Please answer from the theater review below: which actor plays Angelo?

◆ **PAGE TEXT**:
Begin
At the start, they seem to be an intimidatory, pursuing phalanx, seen through the nervy, bespectacled eyes of Alexander Arsentyev's fabulously conflicted Duke who, evidently undergoing some personal crisis, bottles out of power and hands over the reins of reform to the zealous Angelo (Andrei Kuzichev).

This disparate troupe then whirls the Duke around with dream-like fluidity from location to location when he returns, disguised as a friar, to observe the vicious, exploitative behaviour of his seemingly incorruptible deputy. He witnesses things that are a quite worse than his neurotic imaginings.

The bare, brilliant suddenness of the staging – its dynamism and diagrammatic lucidity – releases a pungently fresh force from features of the play to which we have become calloused. We tend these days to make too light of the horror of what is demanded of novice-nun Isabella (to save her brother's life by having sex with Angelo). But here there's a truly disgusting, low-key creepiness to the way Kuzichev's excellent Angelo, a nerdy pen-pushing apparatchik whose rampancy otherwise finds its outlet in paper-work, stares between her legs and angles to rape Anna Khalilulina's superbly impassioned Isabella in his dreary office.

And it's a terrible moment when the desperate Claudio (Petr Rykov) has to be hoisted by the chorus away from violating his sister because of her insistence on Christian virtue.

Equally admirable is the chutzpah with which the production conveys that the disguised Duke is very far from in control of the scenario he affects to be masterminding and there's a wonderfully squashed bravura to the way he tries to make political capital out of the “happy ending” he has concocted. Donnellan engineers a terrifically comic sense of a thread being snapped when the Duke's hand-to-mouth stratagems fail to kick in.

Face-savingly, the whole show goes into waltz-time, a flagrantly ersatz form of order, idiotically/plangently underscored by Claudio's double-bass. Then there's the fact that the noisy crowd don't quite respond as the returned Duke would ideally like. The dance partners jib at his over-neat choreographic designs. With a red carpet rolled out and microphones positioned, he tries to milk the (recorded) acclaim, but here it just seems like another abuse of power.

The great virtue of this production is that it combines a solar plexus punch with real, thought-provoking finesse about the issues. If , by any chance, you are a Cheek By Jowl virgin, it's the first of their shows to be live-streamed. Don't miss it on April 22nd.
End
◆ **SUPPLIED ENTRIES**:
Begin
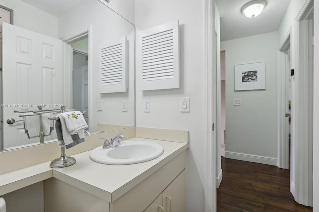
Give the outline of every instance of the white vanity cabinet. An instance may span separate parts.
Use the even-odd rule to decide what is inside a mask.
[[[184,170],[143,212],[186,212],[186,171]]]
[[[160,212],[161,210],[157,211],[158,204],[156,203],[158,201],[159,204],[162,206],[166,212],[170,210],[170,202],[166,198],[169,196],[172,200],[172,211],[184,212],[186,207],[185,168],[186,151],[184,151],[167,160],[160,168],[151,167],[150,169],[156,169],[139,183],[133,185],[132,182],[128,182],[111,192],[110,202],[105,200],[103,191],[99,194],[89,193],[88,191],[91,191],[89,185],[87,184],[87,189],[83,190],[77,188],[74,184],[71,185],[52,178],[44,181],[45,211]],[[127,186],[132,188],[122,192],[121,191],[124,191]],[[153,207],[154,205],[156,207]]]

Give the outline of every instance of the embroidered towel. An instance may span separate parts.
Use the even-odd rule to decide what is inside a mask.
[[[30,114],[25,113],[25,115]],[[52,130],[54,129],[53,121],[48,118],[52,113],[45,113],[42,115],[42,129],[44,136],[51,135]],[[29,139],[40,137],[40,116],[32,115],[23,117],[24,123],[24,132]]]
[[[65,116],[62,116],[62,114],[64,113],[56,116],[59,120],[55,122],[55,130],[59,146],[65,146],[65,148],[68,149],[84,141],[84,130],[82,129],[77,133],[71,135],[66,126],[66,121],[64,118]]]
[[[64,112],[58,116],[63,118],[66,127],[71,135],[77,134],[80,130],[88,128],[83,115],[79,111]]]

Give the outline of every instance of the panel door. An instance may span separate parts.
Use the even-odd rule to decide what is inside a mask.
[[[14,110],[63,103],[62,41],[6,23],[2,36],[4,147],[39,142],[28,138],[23,122],[10,125],[6,120],[23,120]],[[54,139],[55,132],[51,135],[45,140]]]
[[[163,212],[165,211],[163,211],[161,207],[163,207],[163,195],[162,193],[157,197],[156,199],[143,211],[143,212]]]
[[[165,210],[186,212],[186,171],[184,170],[163,192],[163,205]]]

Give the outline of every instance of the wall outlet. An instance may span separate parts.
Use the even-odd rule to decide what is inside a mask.
[[[150,112],[150,100],[144,101],[143,108],[144,112]]]
[[[128,101],[123,100],[122,101],[122,111],[127,112],[128,111]]]
[[[239,98],[234,99],[234,106],[240,106],[241,103],[240,103],[241,100]]]

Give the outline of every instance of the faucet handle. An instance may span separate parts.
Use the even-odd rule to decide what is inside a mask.
[[[107,149],[111,147],[111,144],[109,142],[109,140],[106,138],[100,138],[99,139],[103,139],[104,140],[104,144],[103,144],[103,146],[102,146],[102,148],[103,149]]]

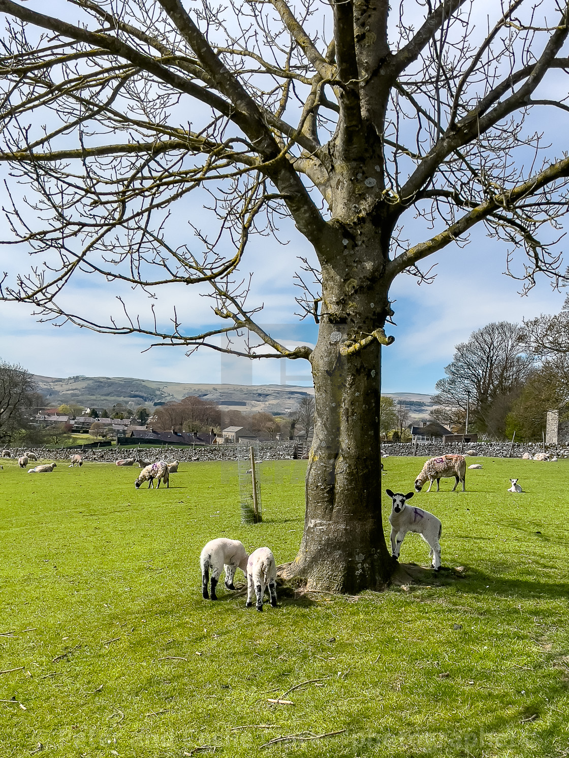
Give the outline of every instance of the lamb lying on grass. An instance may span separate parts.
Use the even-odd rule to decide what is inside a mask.
[[[159,461],[157,463],[151,463],[149,466],[143,468],[134,481],[134,486],[138,489],[143,482],[147,481],[148,489],[149,490],[150,487],[154,489],[154,480],[158,479],[158,484],[156,484],[156,489],[158,490],[160,487],[160,480],[162,479],[169,489],[169,477],[170,472],[168,470],[168,464],[165,463],[164,461]]]
[[[28,474],[51,474],[57,463],[44,463],[41,466],[36,466],[35,468],[29,468]]]
[[[523,492],[521,487],[517,484],[517,479],[511,479],[511,487],[508,490],[508,492]]]
[[[225,537],[210,540],[204,547],[200,556],[200,567],[202,569],[202,597],[207,600],[210,597],[212,600],[217,600],[215,587],[219,581],[219,577],[225,568],[225,587],[228,590],[234,590],[233,578],[237,568],[240,568],[245,576],[247,575],[247,551],[245,546],[239,540],[228,540]],[[211,595],[207,586],[209,581],[209,572],[212,572]]]
[[[250,554],[247,561],[247,607],[253,605],[253,590],[255,589],[256,609],[262,610],[265,590],[269,588],[271,605],[277,604],[277,567],[275,556],[268,547],[258,547]]]
[[[391,515],[389,523],[391,525],[391,555],[394,558],[399,557],[401,543],[408,531],[417,532],[431,548],[429,556],[432,556],[432,568],[437,571],[441,568],[441,545],[439,540],[442,534],[442,524],[432,513],[423,511],[422,508],[411,508],[407,505],[407,501],[413,497],[413,493],[407,495],[401,493],[393,493],[385,490],[391,499]]]
[[[448,453],[444,456],[430,458],[423,467],[420,474],[415,480],[415,492],[420,492],[423,485],[429,480],[429,489],[431,491],[432,483],[436,479],[437,492],[439,490],[439,481],[442,478],[454,477],[456,481],[451,492],[454,492],[459,481],[462,482],[462,491],[466,492],[467,462],[464,456]]]

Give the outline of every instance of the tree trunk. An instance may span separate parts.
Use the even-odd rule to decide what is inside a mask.
[[[360,262],[361,249],[358,250]],[[376,265],[377,257],[374,256]],[[393,568],[382,520],[381,346],[341,348],[382,327],[386,288],[363,263],[325,268],[320,330],[311,356],[316,414],[306,479],[300,548],[288,576],[309,588],[355,593],[385,586]],[[375,278],[375,277],[374,277]]]

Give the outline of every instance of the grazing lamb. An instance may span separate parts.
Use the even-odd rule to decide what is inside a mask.
[[[420,492],[423,485],[429,480],[429,489],[431,491],[432,483],[436,479],[437,492],[439,492],[439,483],[442,478],[454,477],[456,481],[451,492],[454,492],[459,481],[462,482],[462,491],[466,492],[465,480],[467,473],[467,462],[464,456],[458,456],[448,453],[444,456],[437,458],[430,458],[423,467],[419,476],[415,480],[415,492]]]
[[[160,487],[162,479],[167,487],[170,487],[169,481],[170,471],[168,470],[168,464],[164,461],[159,461],[158,463],[151,463],[149,466],[143,468],[134,481],[134,486],[138,489],[143,481],[148,482],[148,489],[154,489],[154,480],[158,479],[156,489]]]
[[[517,484],[517,479],[511,479],[510,481],[511,482],[511,487],[508,490],[508,492],[523,492],[523,490]]]
[[[389,523],[391,525],[391,555],[394,558],[399,557],[405,534],[408,531],[414,531],[420,534],[423,539],[431,548],[429,556],[432,556],[432,568],[437,571],[441,568],[441,545],[439,540],[442,533],[442,524],[432,513],[423,511],[422,508],[411,508],[407,505],[407,501],[413,497],[413,493],[407,495],[401,493],[392,493],[391,490],[385,492],[391,499],[391,515]]]
[[[268,547],[258,547],[252,553],[247,561],[247,607],[253,605],[253,590],[257,599],[256,608],[262,610],[262,598],[265,590],[269,588],[271,605],[277,604],[277,567],[275,556]]]
[[[57,463],[45,463],[41,466],[36,466],[35,468],[28,468],[28,474],[47,474],[51,473],[57,465]]]
[[[245,546],[239,540],[228,540],[225,537],[217,540],[210,540],[204,547],[200,556],[200,567],[202,569],[202,597],[207,600],[210,597],[212,600],[217,600],[215,587],[219,581],[219,577],[225,567],[225,587],[228,590],[234,590],[233,578],[237,568],[240,568],[247,576],[247,551]],[[209,570],[212,572],[211,595],[207,591],[209,581]]]

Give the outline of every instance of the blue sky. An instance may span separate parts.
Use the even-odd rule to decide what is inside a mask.
[[[485,12],[483,3],[479,10]],[[552,77],[543,84],[543,96],[561,99],[566,93],[564,80],[558,77]],[[534,127],[528,122],[528,130],[541,127],[544,113],[536,111]],[[549,155],[558,155],[566,148],[567,114],[549,110],[547,115],[547,139],[553,146]],[[180,215],[199,218],[200,211],[200,206],[194,202]],[[183,222],[174,231],[177,244],[191,236]],[[415,241],[426,235],[410,221],[404,236]],[[9,236],[5,221],[0,218],[0,239]],[[272,324],[275,336],[288,344],[299,341],[313,344],[317,326],[308,319],[299,323],[294,315],[297,306],[292,282],[293,272],[299,265],[297,256],[313,259],[313,253],[291,223],[283,222],[281,237],[289,240],[289,244],[283,246],[272,238],[253,238],[241,270],[244,274],[255,272],[251,302],[264,305],[263,312],[257,315],[258,322]],[[454,345],[467,340],[473,330],[492,321],[520,321],[524,317],[560,309],[564,296],[552,291],[545,279],[539,280],[527,296],[520,296],[521,283],[503,274],[506,253],[505,246],[487,239],[480,227],[473,231],[470,244],[449,246],[429,259],[429,265],[437,264],[432,284],[418,287],[417,280],[404,275],[396,280],[391,294],[395,301],[397,326],[387,329],[388,334],[395,337],[395,342],[383,350],[385,391],[431,393],[436,381],[444,375],[444,367],[451,360]],[[523,258],[523,254],[518,253],[518,266]],[[24,251],[0,246],[1,271],[21,272],[28,263]],[[64,299],[70,308],[104,319],[116,312],[118,294],[127,297],[134,311],[148,305],[142,293],[106,283],[96,283],[88,277],[72,282]],[[162,319],[169,318],[172,305],[197,331],[211,327],[209,304],[198,292],[190,292],[187,287],[165,292],[159,301]],[[143,337],[105,336],[71,325],[55,327],[39,324],[24,305],[0,303],[0,357],[20,363],[35,374],[132,376],[215,384],[278,384],[281,379],[280,360],[256,361],[251,365],[247,359],[224,359],[219,353],[206,349],[189,358],[182,348],[146,351],[149,340]],[[286,363],[288,377],[305,377],[292,381],[310,381],[307,362]]]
End
◆ **ANSWER IN FULL**: Andrei Kuzichev